----- TEXTE FOURNI

Avec lui, la contradiction n’est plus le contraire de la vérité. Quand
elle est dépassée, la contradiction reste « conservée ». Elle resurgit
ainsi à tout moment dans le réel. Elle est la vérité du réel. Cette
dialectique s’applique aussi à l’histoire. La monarchie est détruite par
la Révolution, elle-même destinée à être détruite pour laisser place à
un autre système qui n’est ni la monarchie ni la République mais qui
conserve les caractéristiques de l’une et de l’autre. Le dessein de
réunir toutes les théories, les événements et les concepts en une seule
et même entité touche ici son paroxysme : « La connaissance que l’Idée est la totalité une » (3).
Mais le mastodonte philosophique hégélien inquiète. Dans un système où
absolument tout est régi par une force rationnelle, où toute action
individuelle ne s’avère que l’accomplissement nécessaire du système
lui-même, quelle place reste-il à la liberté ? La totalité peut-elle ne
pas être totalitaire ? C’est cette image du système hégélien, tel un œuf
plein et clos, qui est à l’origine d’une accusation qui lui collera
désormais à la peau et constituera l’une des lignes de fracture de sa
postérité : celle du dogmatisme.
La menace du dogmatisme
Le danger de sombrer dans le dogmatisme, Hegel l’avait en vérité déjà
anticipé. Pour lui est dogmatique celui qui impose son opinion sans
jamais l’exposer à la réfutation rationnelle. Ainsi les convictions
personnelles apparaissent bien plus exposées au dogmatisme que les
théories rationnelles. Mais pour Hegel, non seulement les opinions sont
contingentes mais les thèses en tant que thèses le sont aussi. Une thèse
n’est jamais qu’un présupposé dont le principe premier est contingent.

----------

### CONSIGNE
Relevez dans le texte sur Hegel tout ce que le dessein cherche à réunir en une seule et même entité. Les lignes qui suivent n'ont aucun lien avec le texte.

----- DONNÉES

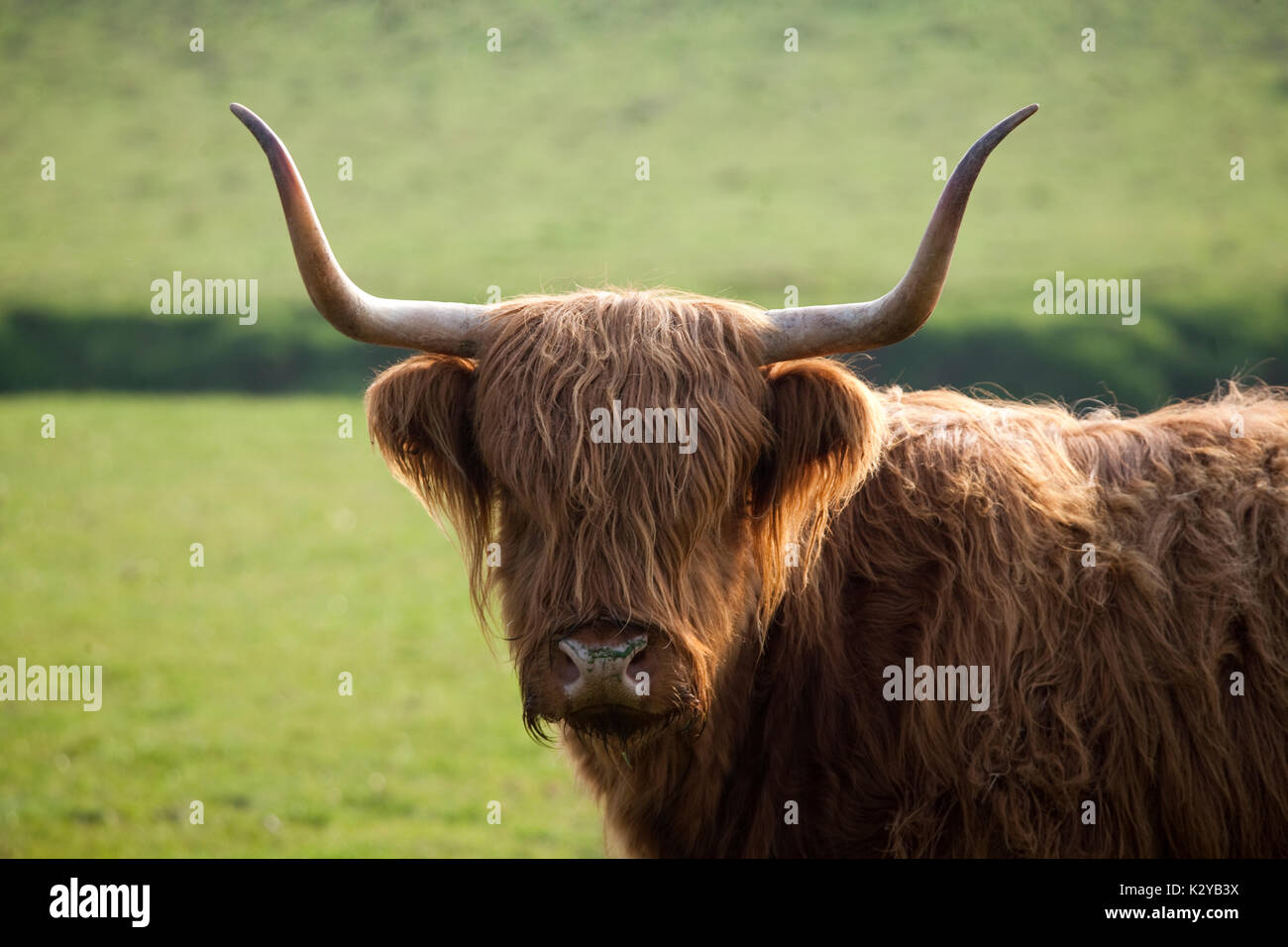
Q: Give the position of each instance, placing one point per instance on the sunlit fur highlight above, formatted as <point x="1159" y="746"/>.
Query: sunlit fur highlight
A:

----------

### RÉPONSE RÉDIGÉE
Les théories, les événements et les concepts.